REQUIRED TASK 1 –
Answer these questions about the passage on Robert Williamson:
(a) Which club paid £100,000 to sign Williamson during the 1983–84 season?
(b) Which team did Kilmarnock beat in the 1997 Scottish Cup Final?
(c) Which side beat Hibernian in the 2004 Scottish League Cup Final?

PASSAGE –
|Full name||Robert Williamson|
|Date of birth||13 August 1961|
|Place of birth||Glasgow, Scotland|
|1986–1988||West Bromwich Albion||53||(11)|
* Senior club appearances and goals counted for the domestic league only.
Williamson played as a striker for Clydebank, Rangers, West Bromwich Albion, Rotherham United and Kilmarnock. He then became a manager at Kilmarnock, winning the 1996–97 Scottish Cup. Williamson moved to Hibernian in 2002, but had less success there and left in 2004 to manage Plymouth Argyle. He was sacked by Argyle after just over a year in charge. After a short stint with Chester City, Williamson became manager of the Uganda national football team. After a spell with Kenyan Premier League club Gor Mahia during which he won the league title, Williamson was appointed as the manager of Kenya national football team.
As a player, Williamson was a striker. He began his career at Clydebank and scored 35 goals in 85 matches. Williamson earned a £100,000 move to Rangers during the 1983–84 season. Five months after signing for Rangers, Williamson broke his right leg while on a night out during an end of season tour of Australia. The injury was initially expected to keep him out of action for two or three months, but Williamson did not return to full training until December 1984. After an injury-hit spell with Rangers, Williamson moved to West Bromwich Albion in 1986, in part-exchange for Jimmy Nicholl. Williamson also played in the Football League for Rotherham United. He returned to Scotland in 1990 to join Kilmarnock, which proved to be his last club as a player.
Williamson became the manager of Kilmarnock following the departure of Alex Totten. In his first season as manager, the club won the 1997 Scottish Cup Final by beating Falkirk 1–0 at Ibrox. Kilmarnock finished highly in the Scottish Premier League and he guided them into Europe, playing a total of four two-legged ties over three seasons. He also attracted high profile players including former Scotland internationals Ally McCoist and Ian Durrant, and the former French international Christophe Cocard.
Williamson took up a new challenge at Hibernian in February 2002, where he inherited a team that had gone 18 league games without a win. A win against St Johnstone in Williamson's first match in charge effectively removed the danger of relegation. Due to financial problems at the club, Williamson had to move on several senior players, but he did not endear himself to the Hibs fans. He lightheartedly joked about this relationship by referring to himself as a "weegie hun". Nonetheless Hibs produced several excellent young players, including Scott Brown, Derek Riordan, Garry O'Connor, Kevin Thomson and Steven Whittaker. Williamson guided his young team to the 2004 Scottish League Cup Final, but they were beaten 2–0 by Livingston.

[Stored items]

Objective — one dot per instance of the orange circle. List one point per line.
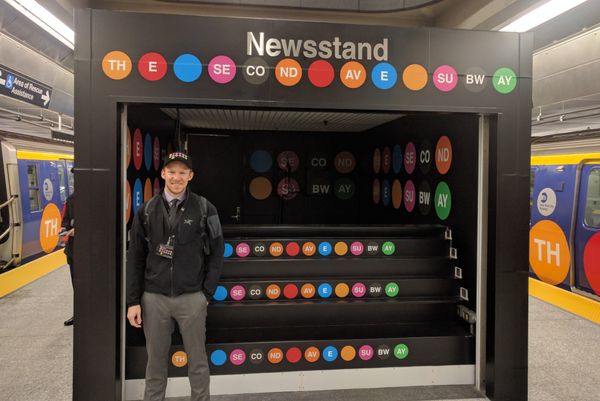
(116, 65)
(443, 155)
(288, 72)
(309, 248)
(273, 291)
(342, 290)
(179, 359)
(50, 227)
(276, 249)
(415, 77)
(348, 353)
(340, 248)
(275, 355)
(549, 254)
(312, 354)
(353, 74)
(308, 290)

REQUIRED TASK 2 – Reproduce the Stored items listing above line for line, leaving the pictures out of your answer.

COMPLETE OUTPUT 1 –
(a) Rangers
(b) Falkirk
(c) Livingston

COMPLETE OUTPUT 2 –
Objective — one dot per instance of the orange circle. List one point per line.
(116, 65)
(443, 155)
(288, 72)
(309, 248)
(273, 291)
(342, 290)
(179, 359)
(50, 227)
(276, 249)
(415, 77)
(348, 353)
(340, 248)
(275, 355)
(549, 254)
(312, 354)
(353, 74)
(308, 290)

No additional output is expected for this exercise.